Some folks have argued that women's abortion deaths, even when caused by gross malpractice by abortionists, aren't a sign of widespread problems. These guys are just bad apples. Are they?
The National Abortion Federation is the abortion equivalent of the Good Housekeeping Seal of Approval. They advertise that their members meet the highest standards. They -- and other prochoice folks and groups -- urge abortion-minded women to call the NAF hotline to get a referral to a safe, high-quality abortion provider. Well, the truth is that to be a NAF member, you don't need to meet any standards of care. You only have to pay dues. Pay those dues and no matter how big a quack you are, NAF will refer women to you and assure those women that you are a high-quality practitioner. Here's some food for thought:
Steir and NAF in Perspective reflects on how many NAF practitioners admitted to dangerous practices even after one of their number had been scolded for endangering patients' lives.

RECORDS SUPPLIED:

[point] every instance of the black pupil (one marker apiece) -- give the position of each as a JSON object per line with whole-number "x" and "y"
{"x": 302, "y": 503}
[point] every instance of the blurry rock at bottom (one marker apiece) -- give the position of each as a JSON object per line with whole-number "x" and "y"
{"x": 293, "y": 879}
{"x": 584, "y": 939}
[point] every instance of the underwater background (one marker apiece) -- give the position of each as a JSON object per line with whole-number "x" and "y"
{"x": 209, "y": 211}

--

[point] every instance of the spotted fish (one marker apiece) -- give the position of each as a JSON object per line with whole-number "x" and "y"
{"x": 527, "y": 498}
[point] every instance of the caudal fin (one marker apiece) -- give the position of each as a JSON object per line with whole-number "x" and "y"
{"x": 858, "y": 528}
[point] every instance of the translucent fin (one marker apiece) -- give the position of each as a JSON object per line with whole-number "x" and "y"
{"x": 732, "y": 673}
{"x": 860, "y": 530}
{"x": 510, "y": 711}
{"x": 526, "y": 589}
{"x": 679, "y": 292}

--

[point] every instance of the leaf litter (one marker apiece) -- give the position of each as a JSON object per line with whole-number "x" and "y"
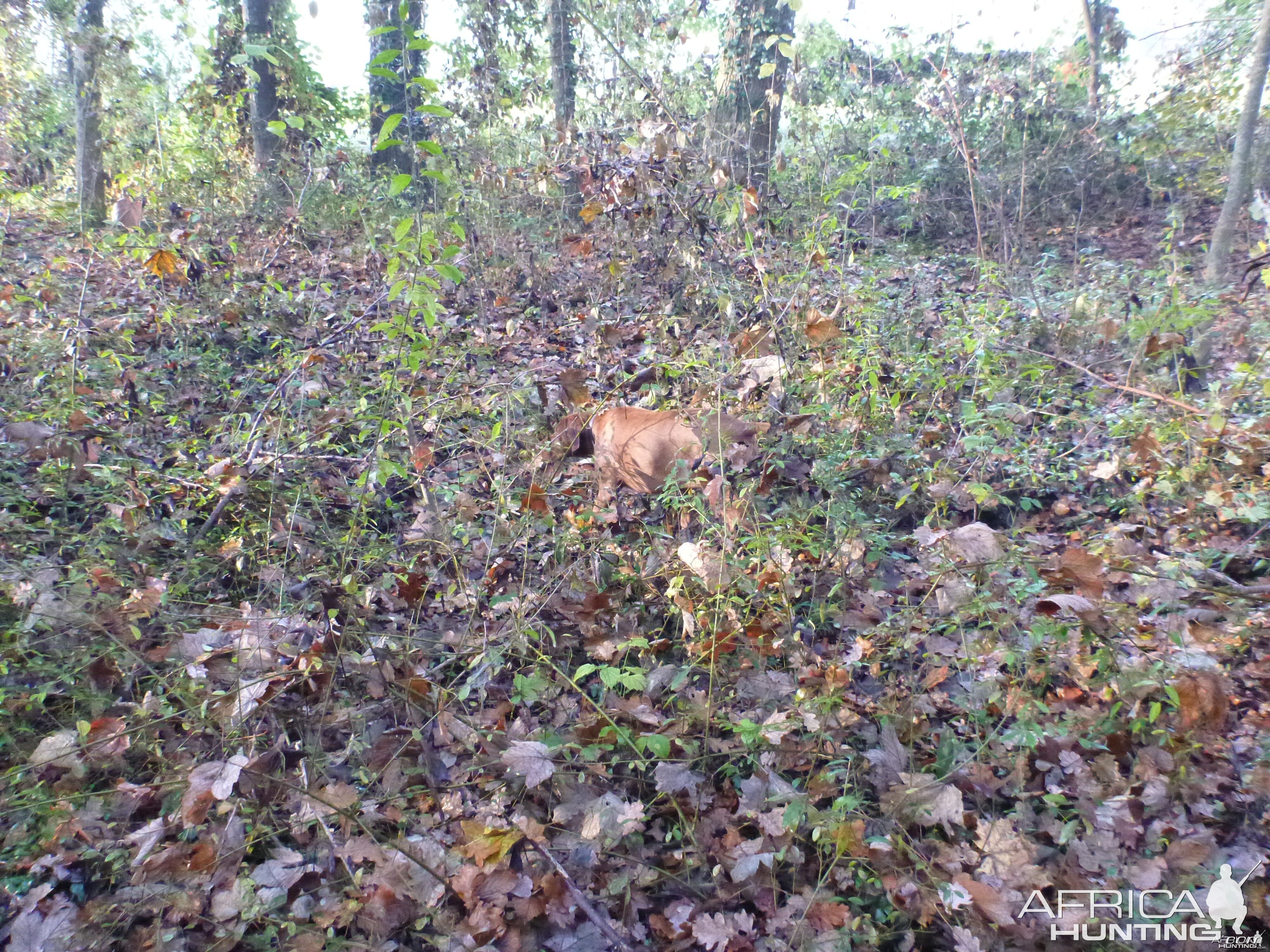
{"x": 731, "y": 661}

PROMPT 1: Translate this sentence from the text about the National Abortion Federation into Spanish: "You only have to pay dues."
PROMPT 2: Proceed with the text about the National Abortion Federation, picking up after its last sentence.
The rows have nothing to do with the text about the National Abortion Federation.

WRITTEN ANSWER 1: Solo tienes que pagar las cuotas.

WRITTEN ANSWER 2:
Who Do You Believe? contrasts what NAF says and what they do.
Ignorance and Mushrooms Grow Best in the Dark looks at how NAF keeps information away from their hotline counselors in order to ensure that callers are kept in the dark about what goes on inside member facilities.
Eighteen-year-old Barbaralee Davis was the first woman to die of abortion complications in member facility of the then newly-formed NAF. She was far from the last.
Fifteen-year-old Sara Niebel died after an abortion at NAF member Midtown Hospital.
Despite the fact that he was responsible for the death of 28-year-old Linda Padfield, Benjamin Munson was welcomed into NAF. He went on to perform a fatal abortion on 18-year-old Yvonne Mesteth.
Twenty-year-old Gloria Aponte died after an abortion by NAF member Hanan Rotem.
Eighteen-year-old Christi Stile was left in a vegetative state after an abortion at NAF member facility Mayfair Women's Clinic. She'd been referred there by Planned Parenthood.
Seventeen-year-old Sophie McCoy died after an abortion by NAF member Abu Hayat, who is best known for having ripped the arm off a 32-week-fetus, Ana Rosa Rodriguez, who was then born live and maimed.
NAF member Curtis Boyd performed the fatal abortion on 22-year-old Vanessa Preston.
NAF member facility Atlanta Women's Pavillion managed to fatally injure two teenage girls, Angela Scott and Deloris Smith, in the same hour.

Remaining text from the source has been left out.